• Requirements:
Set down each entry from the block beneath, exactly as written.

• Stored records:
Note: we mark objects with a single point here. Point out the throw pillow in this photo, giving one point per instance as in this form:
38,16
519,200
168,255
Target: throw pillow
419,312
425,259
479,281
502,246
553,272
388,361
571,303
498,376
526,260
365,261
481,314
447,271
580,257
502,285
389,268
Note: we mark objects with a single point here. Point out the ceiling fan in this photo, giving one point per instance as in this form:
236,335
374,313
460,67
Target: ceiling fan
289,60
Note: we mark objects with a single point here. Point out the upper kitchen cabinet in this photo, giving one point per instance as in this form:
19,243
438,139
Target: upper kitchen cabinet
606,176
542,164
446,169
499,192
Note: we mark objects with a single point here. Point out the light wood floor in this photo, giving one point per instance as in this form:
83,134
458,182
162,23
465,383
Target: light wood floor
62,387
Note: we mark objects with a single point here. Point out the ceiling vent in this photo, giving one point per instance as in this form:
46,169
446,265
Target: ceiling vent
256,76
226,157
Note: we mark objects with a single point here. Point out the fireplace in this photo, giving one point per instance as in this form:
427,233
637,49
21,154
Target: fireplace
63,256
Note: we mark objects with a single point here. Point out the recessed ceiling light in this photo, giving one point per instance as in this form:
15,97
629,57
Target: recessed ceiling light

• Answer to the exercise:
Note: we mark objects with a single point here. Point out the throw pillow in this photo, giving one point per instance as in this form:
38,16
519,200
168,255
Target: throw pillow
419,312
425,259
479,281
502,246
553,272
388,361
571,303
498,376
526,260
365,261
481,314
447,271
580,257
502,285
389,268
Note: we mark objects with a single point here. Point out the ceiling fan in this photo, giving one point per instance as in this form:
236,335
374,313
460,67
Target: ceiling fan
289,60
Note: we mark objects with a single point here. Point out the upper kitchen cabinet in this photo, giving one point per instance as in this form:
19,243
438,139
Target: upper kitchen cabinet
606,176
542,164
446,169
499,192
Note: we mark objects with a single point here. Point out the light wood floor in this photo, giving one point per instance as in this form:
83,134
458,182
162,23
465,383
Target: light wood floor
62,387
Note: we mark objects with a single point here. Point out the ceiling vent in this photo, giving one point per instance as in this form:
46,169
446,265
Target: ceiling vent
256,76
226,157
Note: we mark objects with a single point here. Point out the fireplace in this photo, giving one point per instance as in this form:
427,233
637,49
21,154
Target: fireplace
63,256
Note: we mark objects with a single point here. Point out the recessed ceiling light in this photo, giving one point per instance as in this form:
15,97
629,57
Target: recessed ceiling light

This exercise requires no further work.